THIS NOTE HAS NOT BEEN   REGISTERED   UNDER THE SECURITIES ACT OF 1933, AS AMENDED
(THE   "ACT"),   OR THE   SECURITIES   LAWS OF ANY   STATE   AND IT MAY   NOT BE   SOLD,
TRANSFERRED,   PLEDGED OR   HYPOTHECATED   UNLESS IT HAS BEEN SO   REGISTERED   OR AN
EXEMPTION FROM SUCH REGISTRATION IS AVAILABLE.

                              AdZone Research, Inc.
                       CONVERTIBLE NOTE DUE Sept. 22, 2008


$700,000

      ADZONE RESEARCH, INC. (the "Company"), for value received, hereby promises
to pay to The Burns Family Trust, or permitted assigns (the "Holder"),   on Sept.
22, 2008 (the "Maturity Date"),   the principal sum of ($700,000).   With pre-paid
interest of 14% per annum.   Interest   shall be prepaid out of principle with the
company receiving a net of $504,000 upon investment.


1.     Prepayment

      The   Company   shall   have   the   right   to   prepay   all or any   part of the
principal   amount of this Note,   together with accrued   interest thereon through
the date of prepayment (except as provided in the following   sentence),   without
penalty,   either (x) in cash or (y) by   delivery   to the Holder of the number of
shares of capital stock of the Company into which the   principal   amount of this
Note to be so prepaid would then be convertible as provided   Section 3 below. In
the event that the   Company   determines   to prepay   this Note in cash,   it shall
provide the Holder with at least 10 days advance   notice of such   prepayment   in
order to afford the Holder the opportunity, prior to such prepayment, to convert
this Note into capital stock of the Company pursuant to Section 3 below.

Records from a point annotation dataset
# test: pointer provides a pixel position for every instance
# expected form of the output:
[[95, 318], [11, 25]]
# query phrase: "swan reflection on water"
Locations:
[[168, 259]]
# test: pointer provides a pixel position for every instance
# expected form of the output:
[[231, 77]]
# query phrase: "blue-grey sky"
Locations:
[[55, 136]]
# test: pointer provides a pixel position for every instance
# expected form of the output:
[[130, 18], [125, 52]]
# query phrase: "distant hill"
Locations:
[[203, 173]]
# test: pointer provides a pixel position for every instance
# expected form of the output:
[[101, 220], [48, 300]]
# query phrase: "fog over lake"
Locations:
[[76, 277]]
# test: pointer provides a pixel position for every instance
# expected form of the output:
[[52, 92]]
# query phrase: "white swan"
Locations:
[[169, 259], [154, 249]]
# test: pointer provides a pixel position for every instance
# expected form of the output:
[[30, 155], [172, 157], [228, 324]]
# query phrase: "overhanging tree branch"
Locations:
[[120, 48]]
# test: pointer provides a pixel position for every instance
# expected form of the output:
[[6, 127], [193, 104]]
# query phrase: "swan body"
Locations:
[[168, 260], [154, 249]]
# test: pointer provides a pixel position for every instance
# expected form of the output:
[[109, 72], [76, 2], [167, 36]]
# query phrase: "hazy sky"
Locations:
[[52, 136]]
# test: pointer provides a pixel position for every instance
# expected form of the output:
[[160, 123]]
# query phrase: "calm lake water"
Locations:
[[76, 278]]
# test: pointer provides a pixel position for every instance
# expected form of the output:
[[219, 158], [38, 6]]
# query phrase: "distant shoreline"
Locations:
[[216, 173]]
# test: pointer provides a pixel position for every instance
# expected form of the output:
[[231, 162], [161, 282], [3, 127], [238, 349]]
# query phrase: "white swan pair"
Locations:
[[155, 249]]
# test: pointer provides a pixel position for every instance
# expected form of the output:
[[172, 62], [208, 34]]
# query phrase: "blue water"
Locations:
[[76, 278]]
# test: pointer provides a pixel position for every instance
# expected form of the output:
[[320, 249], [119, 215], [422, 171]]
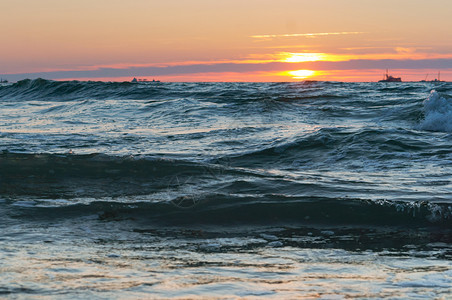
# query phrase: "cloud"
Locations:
[[308, 35], [155, 71]]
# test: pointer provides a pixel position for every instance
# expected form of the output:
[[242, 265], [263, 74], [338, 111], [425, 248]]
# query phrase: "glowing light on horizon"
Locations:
[[302, 57], [301, 74]]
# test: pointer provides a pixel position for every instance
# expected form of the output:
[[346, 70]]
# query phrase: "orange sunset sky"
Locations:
[[225, 40]]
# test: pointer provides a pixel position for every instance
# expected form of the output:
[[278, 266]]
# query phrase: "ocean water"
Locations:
[[313, 190]]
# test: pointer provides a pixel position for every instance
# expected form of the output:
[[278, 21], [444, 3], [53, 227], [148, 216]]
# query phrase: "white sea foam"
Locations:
[[438, 113]]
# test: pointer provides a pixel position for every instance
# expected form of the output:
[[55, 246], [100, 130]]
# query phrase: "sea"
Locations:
[[165, 190]]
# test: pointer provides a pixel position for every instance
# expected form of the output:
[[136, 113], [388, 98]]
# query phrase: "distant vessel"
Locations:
[[134, 80], [434, 80], [389, 78]]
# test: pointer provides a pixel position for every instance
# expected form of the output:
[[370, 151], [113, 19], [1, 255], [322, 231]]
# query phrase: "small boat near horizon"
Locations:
[[389, 78]]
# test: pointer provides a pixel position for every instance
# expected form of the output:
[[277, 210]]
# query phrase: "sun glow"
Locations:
[[301, 74], [302, 57]]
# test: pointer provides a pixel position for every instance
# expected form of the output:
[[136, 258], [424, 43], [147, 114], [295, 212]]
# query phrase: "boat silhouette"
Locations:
[[389, 78]]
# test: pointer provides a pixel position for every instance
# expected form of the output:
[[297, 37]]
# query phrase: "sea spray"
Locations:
[[438, 113]]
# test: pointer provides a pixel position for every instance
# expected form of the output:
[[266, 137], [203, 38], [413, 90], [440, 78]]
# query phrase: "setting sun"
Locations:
[[301, 74], [302, 57]]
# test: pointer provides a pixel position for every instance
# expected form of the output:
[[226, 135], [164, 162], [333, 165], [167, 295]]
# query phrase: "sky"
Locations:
[[225, 40]]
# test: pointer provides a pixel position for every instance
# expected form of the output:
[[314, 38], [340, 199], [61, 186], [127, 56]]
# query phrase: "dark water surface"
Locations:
[[225, 190]]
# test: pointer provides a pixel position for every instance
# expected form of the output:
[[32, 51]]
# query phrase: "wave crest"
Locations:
[[438, 113]]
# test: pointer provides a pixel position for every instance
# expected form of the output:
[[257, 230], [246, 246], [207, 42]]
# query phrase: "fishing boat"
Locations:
[[389, 78]]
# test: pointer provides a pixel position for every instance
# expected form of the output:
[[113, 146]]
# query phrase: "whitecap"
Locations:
[[438, 113]]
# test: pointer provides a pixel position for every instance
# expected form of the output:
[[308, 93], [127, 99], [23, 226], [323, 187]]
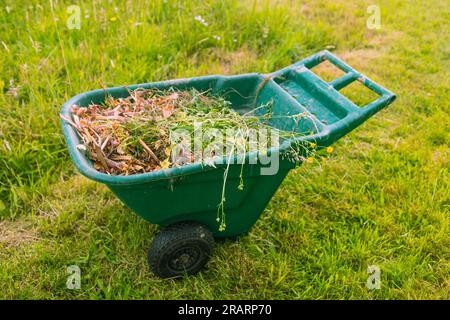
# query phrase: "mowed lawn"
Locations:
[[382, 198]]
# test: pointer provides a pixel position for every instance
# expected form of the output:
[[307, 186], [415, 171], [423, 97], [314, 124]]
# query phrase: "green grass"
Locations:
[[382, 199]]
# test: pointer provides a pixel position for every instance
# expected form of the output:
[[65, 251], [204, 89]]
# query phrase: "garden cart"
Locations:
[[184, 199]]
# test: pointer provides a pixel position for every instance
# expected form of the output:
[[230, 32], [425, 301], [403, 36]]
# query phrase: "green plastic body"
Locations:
[[193, 192]]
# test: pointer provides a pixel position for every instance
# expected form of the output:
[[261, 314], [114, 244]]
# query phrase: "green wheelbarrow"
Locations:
[[184, 199]]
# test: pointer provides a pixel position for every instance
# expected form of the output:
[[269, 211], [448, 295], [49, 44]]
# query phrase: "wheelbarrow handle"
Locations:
[[354, 115], [385, 96]]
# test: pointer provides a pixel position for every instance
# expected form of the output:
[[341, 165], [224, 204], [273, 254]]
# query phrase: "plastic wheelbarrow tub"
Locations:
[[185, 199]]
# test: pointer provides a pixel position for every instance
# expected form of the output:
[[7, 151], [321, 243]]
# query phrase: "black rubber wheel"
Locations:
[[180, 249]]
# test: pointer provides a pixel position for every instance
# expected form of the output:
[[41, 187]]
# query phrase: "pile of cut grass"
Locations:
[[136, 134]]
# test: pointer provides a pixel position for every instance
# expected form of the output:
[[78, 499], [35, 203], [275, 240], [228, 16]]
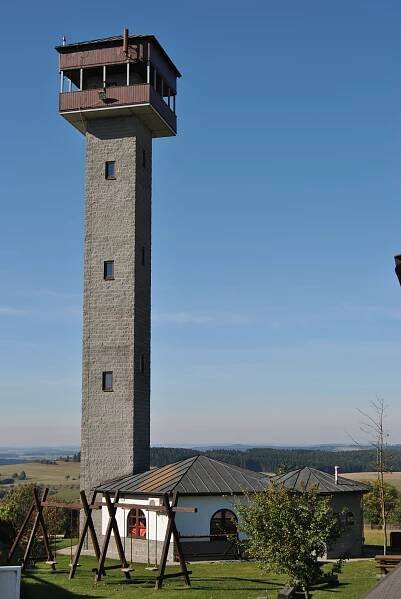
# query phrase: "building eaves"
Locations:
[[113, 41]]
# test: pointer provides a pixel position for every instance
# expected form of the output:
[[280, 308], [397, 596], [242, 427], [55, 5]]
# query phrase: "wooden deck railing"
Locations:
[[117, 96]]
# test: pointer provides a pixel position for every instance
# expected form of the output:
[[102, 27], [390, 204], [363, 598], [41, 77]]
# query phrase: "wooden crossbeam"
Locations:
[[112, 526], [171, 531], [88, 525], [20, 532], [39, 521]]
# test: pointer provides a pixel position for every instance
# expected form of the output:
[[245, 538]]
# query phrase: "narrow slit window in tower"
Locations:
[[110, 169], [107, 381], [108, 270]]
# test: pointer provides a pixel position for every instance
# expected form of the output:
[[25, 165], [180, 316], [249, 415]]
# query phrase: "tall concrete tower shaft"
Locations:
[[116, 336], [120, 94]]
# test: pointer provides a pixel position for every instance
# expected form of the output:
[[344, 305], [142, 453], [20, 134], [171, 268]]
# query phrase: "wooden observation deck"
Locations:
[[119, 76]]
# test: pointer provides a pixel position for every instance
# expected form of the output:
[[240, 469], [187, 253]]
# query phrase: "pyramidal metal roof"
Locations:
[[306, 479], [199, 475]]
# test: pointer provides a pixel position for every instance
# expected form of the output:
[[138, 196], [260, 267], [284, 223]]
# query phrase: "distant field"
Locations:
[[393, 478], [62, 477]]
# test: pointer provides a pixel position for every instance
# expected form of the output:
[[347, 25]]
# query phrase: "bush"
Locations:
[[288, 532]]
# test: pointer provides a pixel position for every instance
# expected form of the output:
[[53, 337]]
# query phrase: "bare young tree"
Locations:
[[373, 427]]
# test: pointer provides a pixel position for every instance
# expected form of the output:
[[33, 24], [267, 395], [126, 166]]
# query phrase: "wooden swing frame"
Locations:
[[166, 508]]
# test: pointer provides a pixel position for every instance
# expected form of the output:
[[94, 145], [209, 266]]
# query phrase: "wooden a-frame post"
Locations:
[[88, 524], [37, 505], [171, 531], [112, 526]]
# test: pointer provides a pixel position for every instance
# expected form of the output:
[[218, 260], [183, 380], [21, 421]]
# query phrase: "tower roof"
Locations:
[[115, 40], [199, 475], [306, 479]]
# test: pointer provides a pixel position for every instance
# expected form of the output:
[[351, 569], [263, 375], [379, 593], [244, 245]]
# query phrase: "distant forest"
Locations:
[[264, 459]]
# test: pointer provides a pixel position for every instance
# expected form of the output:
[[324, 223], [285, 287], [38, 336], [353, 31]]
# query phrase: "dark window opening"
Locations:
[[349, 519], [107, 381], [136, 524], [110, 169], [108, 271], [223, 523], [92, 78]]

▶ _WHAT IS EXPECTED_: Write the next part of the AdZone Research convertible note, starting right after its final sentence.

▶ _RESPONSE BELOW_:
2.     Events of Default

      Any of the   following   shall   constitute   an   Event of   Default   hereunder
("Event of Default"):

            (a) the   Company   shall   fail to make any   payment of   principal   or
interest when due hereunder;

            (b) the Company   shall become   insolvent or admits its   inability to
pay its debts as they become due, or any   proceeding   shall be instituted by the
Company   seeking   relief on its   behalf as   debtor,   or to   adjudicate   it to be
bankrupt or   insolvent,   or seeking   liquidation,   reorganization,   arrangement,
adjustment or   composition or other relief with respect to it or its debts under
any law   relating   to   bankruptcy,   insolvency   or   reorganization   or relief of
debtors or any similar law now or hereafter in effect, or seeking appointment of
a receiver, trustee,   liquidator,   custodian or other similar official for it or
for any   part of its   property,   or the   Company   shall   consent   by   answer   or
otherwise   to any such   relief   or to the   institution   of any   such   proceeding
against it;

<PAGE>

            (c) any proceeding is instituted against the Company seeking to have
an order for   relief   entered   against   it as debtor or to   adjudicate   it to be
bankrupt or   insolvent,   or seeking   liquidation,   reorganization,   arrangement,
adjustment or   composition or other relief with respect to it or its debts under
any law   relating   to   bankruptcy,   insolvency   or   reorganization   or relief of
debtors or any similar law now or hereafter in effect, or seeking appointment of
a receiver, trustee,   custodian,   liquidator or other similar official for it or
for any part of its   property   which   either (i) results in any such entry of an
order for relief,   adjudication of bankruptcy or insolvency or issuance or entry
of any other order   having a similar   effect or (ii) remains   undismissed   for a
period of forty-five (45) days;

            (d) a receiver,   trustee,   liquidator,   custodian   or other   similar
official is appointed for any part of the Company's assets; or

            (e)   any   assignment   is   made   for   the   benefit   of the   Company's
creditors.

      The entire unpaid principal   balance of this Note,   together with interest
accrued thereon, shall become immediately due and payable (i) automatically upon
the   occurrence   of any Event of Default   described   in clauses   (b) through (e)
above,   or (ii)   immediately   upon written notice from the Holder to the Company
upon the occurrence of any Event of Default described in clause (a) above.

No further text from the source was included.